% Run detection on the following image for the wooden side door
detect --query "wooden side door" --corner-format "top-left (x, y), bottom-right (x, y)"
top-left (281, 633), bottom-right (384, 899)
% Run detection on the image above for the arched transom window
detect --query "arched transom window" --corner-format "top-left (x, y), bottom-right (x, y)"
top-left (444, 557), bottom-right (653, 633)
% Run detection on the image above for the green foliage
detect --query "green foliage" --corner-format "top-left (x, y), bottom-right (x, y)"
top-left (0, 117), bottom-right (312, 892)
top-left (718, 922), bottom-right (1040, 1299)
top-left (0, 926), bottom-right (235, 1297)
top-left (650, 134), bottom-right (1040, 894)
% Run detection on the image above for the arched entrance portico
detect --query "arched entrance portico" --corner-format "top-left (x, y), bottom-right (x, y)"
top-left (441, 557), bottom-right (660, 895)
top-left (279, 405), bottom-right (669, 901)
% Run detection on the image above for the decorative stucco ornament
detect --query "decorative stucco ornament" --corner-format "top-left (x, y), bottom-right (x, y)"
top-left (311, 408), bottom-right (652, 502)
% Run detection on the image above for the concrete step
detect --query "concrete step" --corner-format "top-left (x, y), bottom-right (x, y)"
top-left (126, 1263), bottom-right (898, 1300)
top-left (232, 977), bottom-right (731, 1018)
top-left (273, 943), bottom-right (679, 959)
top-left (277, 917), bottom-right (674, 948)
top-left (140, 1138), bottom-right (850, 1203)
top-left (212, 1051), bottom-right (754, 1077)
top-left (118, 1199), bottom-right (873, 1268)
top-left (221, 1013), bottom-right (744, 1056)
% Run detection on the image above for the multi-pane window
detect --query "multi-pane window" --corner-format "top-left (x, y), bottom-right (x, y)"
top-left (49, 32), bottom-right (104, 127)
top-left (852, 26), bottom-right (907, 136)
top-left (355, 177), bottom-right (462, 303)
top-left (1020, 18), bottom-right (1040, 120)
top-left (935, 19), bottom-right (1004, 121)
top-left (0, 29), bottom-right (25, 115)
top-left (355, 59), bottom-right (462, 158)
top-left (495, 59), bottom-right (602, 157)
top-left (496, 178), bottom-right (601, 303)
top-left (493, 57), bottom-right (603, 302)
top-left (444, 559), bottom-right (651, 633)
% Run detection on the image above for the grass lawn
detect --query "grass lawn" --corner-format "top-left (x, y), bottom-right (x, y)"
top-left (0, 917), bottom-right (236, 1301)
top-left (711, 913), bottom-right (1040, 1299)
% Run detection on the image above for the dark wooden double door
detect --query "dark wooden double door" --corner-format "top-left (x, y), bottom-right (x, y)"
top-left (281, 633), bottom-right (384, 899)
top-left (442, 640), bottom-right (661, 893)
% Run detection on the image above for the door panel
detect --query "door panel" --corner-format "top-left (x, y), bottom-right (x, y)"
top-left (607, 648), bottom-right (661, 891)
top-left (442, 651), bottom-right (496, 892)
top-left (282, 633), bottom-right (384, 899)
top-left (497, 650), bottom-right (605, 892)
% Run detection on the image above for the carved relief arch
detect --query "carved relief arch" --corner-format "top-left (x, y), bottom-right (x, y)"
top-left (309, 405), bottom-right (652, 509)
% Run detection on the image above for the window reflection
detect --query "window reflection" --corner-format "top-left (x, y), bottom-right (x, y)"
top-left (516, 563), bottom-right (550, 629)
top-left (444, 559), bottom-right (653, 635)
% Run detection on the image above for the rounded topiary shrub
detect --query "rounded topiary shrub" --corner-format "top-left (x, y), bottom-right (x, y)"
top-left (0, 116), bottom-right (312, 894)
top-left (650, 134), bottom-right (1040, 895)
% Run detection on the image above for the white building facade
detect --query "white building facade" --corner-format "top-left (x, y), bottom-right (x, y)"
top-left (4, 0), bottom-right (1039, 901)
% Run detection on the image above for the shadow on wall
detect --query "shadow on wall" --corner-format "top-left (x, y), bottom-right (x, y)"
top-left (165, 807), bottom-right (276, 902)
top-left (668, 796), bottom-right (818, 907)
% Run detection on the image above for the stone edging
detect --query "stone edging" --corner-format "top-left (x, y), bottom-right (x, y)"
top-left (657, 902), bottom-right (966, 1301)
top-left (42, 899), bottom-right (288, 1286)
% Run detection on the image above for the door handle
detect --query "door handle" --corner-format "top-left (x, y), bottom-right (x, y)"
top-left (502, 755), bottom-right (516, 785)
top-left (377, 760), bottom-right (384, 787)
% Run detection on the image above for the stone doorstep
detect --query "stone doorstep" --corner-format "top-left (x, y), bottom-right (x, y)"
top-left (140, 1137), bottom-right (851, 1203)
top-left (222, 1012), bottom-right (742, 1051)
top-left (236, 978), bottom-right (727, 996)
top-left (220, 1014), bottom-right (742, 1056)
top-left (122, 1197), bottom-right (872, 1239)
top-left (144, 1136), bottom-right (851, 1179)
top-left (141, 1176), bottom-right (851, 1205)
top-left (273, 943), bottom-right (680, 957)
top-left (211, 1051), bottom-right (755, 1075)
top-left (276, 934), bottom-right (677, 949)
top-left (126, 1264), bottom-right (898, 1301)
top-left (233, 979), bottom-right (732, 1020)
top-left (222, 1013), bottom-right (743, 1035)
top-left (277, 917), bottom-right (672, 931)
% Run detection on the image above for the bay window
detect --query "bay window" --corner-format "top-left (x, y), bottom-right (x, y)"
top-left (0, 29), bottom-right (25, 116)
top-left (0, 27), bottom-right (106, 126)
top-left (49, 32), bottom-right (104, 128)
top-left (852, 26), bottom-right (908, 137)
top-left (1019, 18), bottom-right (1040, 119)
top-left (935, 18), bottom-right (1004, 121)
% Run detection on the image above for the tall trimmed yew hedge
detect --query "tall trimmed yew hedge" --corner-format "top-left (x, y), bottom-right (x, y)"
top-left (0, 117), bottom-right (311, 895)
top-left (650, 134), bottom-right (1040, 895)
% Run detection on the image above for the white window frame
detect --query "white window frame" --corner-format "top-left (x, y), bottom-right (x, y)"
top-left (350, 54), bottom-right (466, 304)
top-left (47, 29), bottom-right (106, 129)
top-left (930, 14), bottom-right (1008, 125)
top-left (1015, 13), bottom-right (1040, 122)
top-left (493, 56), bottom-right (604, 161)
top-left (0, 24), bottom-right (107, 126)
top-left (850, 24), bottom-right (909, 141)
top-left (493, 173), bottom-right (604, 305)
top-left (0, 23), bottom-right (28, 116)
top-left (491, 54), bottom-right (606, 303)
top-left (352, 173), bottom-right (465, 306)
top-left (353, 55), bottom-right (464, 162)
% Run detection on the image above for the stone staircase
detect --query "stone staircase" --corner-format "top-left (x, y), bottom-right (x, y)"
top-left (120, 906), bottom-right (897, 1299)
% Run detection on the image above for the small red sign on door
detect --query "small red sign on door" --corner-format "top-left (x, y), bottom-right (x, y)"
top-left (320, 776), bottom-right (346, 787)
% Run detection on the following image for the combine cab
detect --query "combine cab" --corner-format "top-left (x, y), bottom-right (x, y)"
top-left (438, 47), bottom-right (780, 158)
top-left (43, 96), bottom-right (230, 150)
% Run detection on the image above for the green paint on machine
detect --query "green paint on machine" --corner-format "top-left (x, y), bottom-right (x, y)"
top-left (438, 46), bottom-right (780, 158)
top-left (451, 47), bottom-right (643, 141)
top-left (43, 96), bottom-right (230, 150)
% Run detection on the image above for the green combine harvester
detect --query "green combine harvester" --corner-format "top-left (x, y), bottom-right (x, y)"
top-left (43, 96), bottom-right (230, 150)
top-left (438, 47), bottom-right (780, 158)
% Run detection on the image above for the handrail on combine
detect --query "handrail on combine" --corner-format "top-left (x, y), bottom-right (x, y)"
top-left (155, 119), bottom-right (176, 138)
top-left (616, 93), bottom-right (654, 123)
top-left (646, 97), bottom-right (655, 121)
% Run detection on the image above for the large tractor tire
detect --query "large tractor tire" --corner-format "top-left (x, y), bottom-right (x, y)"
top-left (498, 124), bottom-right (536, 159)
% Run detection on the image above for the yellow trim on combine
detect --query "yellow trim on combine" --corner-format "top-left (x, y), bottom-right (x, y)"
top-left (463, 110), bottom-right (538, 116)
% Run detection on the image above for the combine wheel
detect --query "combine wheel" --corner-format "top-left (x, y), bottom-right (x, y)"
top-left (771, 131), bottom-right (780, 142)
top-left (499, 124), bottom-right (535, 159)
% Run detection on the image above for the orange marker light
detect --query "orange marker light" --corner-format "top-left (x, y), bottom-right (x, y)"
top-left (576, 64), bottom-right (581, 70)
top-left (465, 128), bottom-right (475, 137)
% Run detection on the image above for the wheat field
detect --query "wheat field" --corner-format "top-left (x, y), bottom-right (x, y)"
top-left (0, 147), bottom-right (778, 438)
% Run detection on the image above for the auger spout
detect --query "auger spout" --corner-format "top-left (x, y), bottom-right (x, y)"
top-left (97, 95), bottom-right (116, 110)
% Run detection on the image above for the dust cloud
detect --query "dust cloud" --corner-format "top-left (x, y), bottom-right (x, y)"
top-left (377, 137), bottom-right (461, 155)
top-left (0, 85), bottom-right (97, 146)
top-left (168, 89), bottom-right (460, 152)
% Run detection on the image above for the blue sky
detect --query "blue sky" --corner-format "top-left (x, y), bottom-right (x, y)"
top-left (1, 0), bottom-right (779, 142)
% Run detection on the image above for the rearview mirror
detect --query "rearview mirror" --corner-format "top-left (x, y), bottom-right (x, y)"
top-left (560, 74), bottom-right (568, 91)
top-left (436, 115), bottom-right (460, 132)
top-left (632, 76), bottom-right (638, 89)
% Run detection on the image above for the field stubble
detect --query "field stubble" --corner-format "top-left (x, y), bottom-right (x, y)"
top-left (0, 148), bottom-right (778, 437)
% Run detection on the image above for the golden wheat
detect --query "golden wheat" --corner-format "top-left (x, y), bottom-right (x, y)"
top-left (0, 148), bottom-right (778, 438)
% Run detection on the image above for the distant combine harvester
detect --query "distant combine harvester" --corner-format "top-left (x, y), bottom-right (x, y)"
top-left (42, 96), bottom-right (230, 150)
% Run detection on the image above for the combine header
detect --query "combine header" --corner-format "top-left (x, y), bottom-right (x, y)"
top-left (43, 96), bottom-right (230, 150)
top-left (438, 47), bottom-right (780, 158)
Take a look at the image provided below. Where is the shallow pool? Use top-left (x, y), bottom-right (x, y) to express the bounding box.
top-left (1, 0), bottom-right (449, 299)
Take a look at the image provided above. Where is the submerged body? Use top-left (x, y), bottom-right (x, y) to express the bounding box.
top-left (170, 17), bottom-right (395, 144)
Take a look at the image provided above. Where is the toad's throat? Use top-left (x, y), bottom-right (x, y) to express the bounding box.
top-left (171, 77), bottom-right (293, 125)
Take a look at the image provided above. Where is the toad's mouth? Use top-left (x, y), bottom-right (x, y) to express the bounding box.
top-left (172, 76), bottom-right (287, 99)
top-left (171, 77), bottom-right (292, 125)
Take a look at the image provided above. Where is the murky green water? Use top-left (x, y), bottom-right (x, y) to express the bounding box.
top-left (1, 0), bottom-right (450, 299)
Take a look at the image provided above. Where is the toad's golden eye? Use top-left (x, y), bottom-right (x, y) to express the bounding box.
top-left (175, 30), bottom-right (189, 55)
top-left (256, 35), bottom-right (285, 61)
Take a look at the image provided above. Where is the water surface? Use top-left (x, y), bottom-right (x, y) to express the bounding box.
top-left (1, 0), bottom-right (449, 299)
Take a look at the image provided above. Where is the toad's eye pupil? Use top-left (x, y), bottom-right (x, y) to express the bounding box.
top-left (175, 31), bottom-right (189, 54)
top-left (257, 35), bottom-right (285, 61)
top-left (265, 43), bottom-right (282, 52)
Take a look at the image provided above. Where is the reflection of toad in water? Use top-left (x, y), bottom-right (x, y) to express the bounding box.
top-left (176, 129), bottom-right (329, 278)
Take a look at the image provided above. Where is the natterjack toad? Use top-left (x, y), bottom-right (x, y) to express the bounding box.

_____

_Directions_. Looking back over the listing above, how many lines include the word "following"? Give the number and nothing more.

_Solution for this problem_. 2